* **Extract provided**:
###

- Genre: Comedy, adventure
- Created by: Matthew Corbett
- Starring: Matthew Corbett; Brenda Longman; Richard Cadell (1998); Liana Bridges (1998);
- Country of origin: United Kingdom
- Original language: English
- No. of series: 6
- No. of episodes: 90 (list of episodes)

Production
- Running time: 20 minutes
- Production companies: Sooty Films; Granada Television;

Original release
- Network: ITV (Children's ITV)
- Release: 6 September 1993 – 14 December 1998

Related
- The Sooty Show (1955–1992); Sooty Heights (1999–2000);

= Sooty & Co. =

Television series

Sooty & Co. is a British children's television series, created and presented by Matthew Corbett, produced by Granada Television, and aired on the Children's ITV block on ITV from 6 September 1993 to 14 December 1998. It is the sequel to the children's programme The Sooty Show, which had concluded in 1992, retaining the sitcom format, and focuses on the misadventures of Sooty, Sweep, Soo, Little Cousin Scampi, and Matthew as they try to run a bric a brac shop in Manchester. Episodes were mainly filmed at Granada's main studio in Manchester and around the city, though some episodes were filmed outside of Manchester, including within Scotland, Ireland, and Spain.

###

* **Task description**: Continue the article on the television series Sooty & Co., picking up after its last sentence.

###

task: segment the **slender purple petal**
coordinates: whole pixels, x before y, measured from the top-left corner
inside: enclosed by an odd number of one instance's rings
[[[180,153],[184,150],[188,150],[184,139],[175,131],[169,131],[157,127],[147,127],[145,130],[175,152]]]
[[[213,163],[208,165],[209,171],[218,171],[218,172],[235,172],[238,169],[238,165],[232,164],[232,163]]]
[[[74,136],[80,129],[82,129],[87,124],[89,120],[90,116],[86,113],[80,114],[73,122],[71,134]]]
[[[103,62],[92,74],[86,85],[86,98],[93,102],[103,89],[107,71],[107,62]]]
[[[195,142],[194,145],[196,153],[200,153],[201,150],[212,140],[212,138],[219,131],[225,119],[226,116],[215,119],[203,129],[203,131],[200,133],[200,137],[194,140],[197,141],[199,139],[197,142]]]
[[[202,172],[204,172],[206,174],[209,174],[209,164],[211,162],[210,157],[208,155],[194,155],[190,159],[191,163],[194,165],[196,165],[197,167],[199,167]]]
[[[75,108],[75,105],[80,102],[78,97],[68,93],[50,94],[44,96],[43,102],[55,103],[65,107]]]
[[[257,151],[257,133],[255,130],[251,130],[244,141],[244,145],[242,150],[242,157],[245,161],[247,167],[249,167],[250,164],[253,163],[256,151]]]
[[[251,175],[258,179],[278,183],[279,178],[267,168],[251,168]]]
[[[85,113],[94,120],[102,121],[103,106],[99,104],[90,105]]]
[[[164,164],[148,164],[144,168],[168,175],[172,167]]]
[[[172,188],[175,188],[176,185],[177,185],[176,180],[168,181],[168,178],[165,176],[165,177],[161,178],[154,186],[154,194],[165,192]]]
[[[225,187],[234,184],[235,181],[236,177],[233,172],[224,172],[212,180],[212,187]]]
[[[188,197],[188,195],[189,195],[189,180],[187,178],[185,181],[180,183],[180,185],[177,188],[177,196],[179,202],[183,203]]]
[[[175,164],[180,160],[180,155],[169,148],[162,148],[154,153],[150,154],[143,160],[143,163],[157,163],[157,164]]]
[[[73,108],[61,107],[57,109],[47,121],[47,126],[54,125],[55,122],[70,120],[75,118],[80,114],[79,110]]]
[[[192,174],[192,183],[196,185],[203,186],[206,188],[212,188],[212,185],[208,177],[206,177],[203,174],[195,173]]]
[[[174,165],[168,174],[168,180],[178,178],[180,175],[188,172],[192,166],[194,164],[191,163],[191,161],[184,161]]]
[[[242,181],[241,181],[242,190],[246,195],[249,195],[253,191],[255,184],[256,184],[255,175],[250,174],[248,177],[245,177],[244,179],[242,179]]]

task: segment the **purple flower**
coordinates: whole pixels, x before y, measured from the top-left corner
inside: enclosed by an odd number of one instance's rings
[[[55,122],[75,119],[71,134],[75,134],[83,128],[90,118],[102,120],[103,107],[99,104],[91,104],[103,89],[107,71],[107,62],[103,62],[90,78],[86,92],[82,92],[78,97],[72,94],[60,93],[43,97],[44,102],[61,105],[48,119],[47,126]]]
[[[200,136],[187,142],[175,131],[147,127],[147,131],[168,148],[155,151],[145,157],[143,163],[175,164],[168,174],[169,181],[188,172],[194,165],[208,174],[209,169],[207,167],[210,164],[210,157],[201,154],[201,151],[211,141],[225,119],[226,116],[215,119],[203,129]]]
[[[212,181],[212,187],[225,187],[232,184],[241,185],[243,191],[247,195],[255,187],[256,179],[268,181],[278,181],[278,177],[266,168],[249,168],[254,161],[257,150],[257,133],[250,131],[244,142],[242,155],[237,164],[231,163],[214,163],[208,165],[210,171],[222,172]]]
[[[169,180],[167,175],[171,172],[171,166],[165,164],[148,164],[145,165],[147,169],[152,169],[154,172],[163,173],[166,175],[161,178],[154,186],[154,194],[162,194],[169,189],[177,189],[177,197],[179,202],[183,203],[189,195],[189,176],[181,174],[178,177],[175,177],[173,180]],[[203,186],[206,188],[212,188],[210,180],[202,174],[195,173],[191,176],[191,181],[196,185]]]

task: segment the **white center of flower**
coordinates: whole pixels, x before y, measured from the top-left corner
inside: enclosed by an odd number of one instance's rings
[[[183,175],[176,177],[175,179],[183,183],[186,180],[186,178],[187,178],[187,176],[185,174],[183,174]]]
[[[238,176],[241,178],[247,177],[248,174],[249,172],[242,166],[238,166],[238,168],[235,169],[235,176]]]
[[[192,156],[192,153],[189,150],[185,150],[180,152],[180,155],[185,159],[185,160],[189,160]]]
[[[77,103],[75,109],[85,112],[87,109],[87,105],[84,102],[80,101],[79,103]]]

###

* **Result of this exercise**:
The programme was the last major children's show for Corbett to front before he retired in 1998, having sold the rights to Sooty and the other characters to his successors Richard Cadell and Liana Bridges, guest stars during a number of episodes in the final series. Following its conclusion, Sooty & Co. was succeeded by a new Sooty TV series, entitled Sooty Heights, in 1999.

==Premise==
Following the conclusion of The Sooty Show, Matthew Corbett sells up the cottage, before buying a bric-a-brac shop in Manchester for himself (which he actually inherited from a distant aunt), and the puppets Sooty, Sweep, Soo and Little Cousin Scampi, to run in which they buy and sell anything and everything, but with little luck. Like its predecessor, each episode sees Matthew, Sooty and the others being involved in hijinks ranging from trying to make money with the shop, or dealing with an issue that they have to sort out, and included moments of singing songs and providing educational insights. In some episodes, the characters travelled outside of Manchester as part of an episode's plot – one example involved the group going off on holiday to Spain.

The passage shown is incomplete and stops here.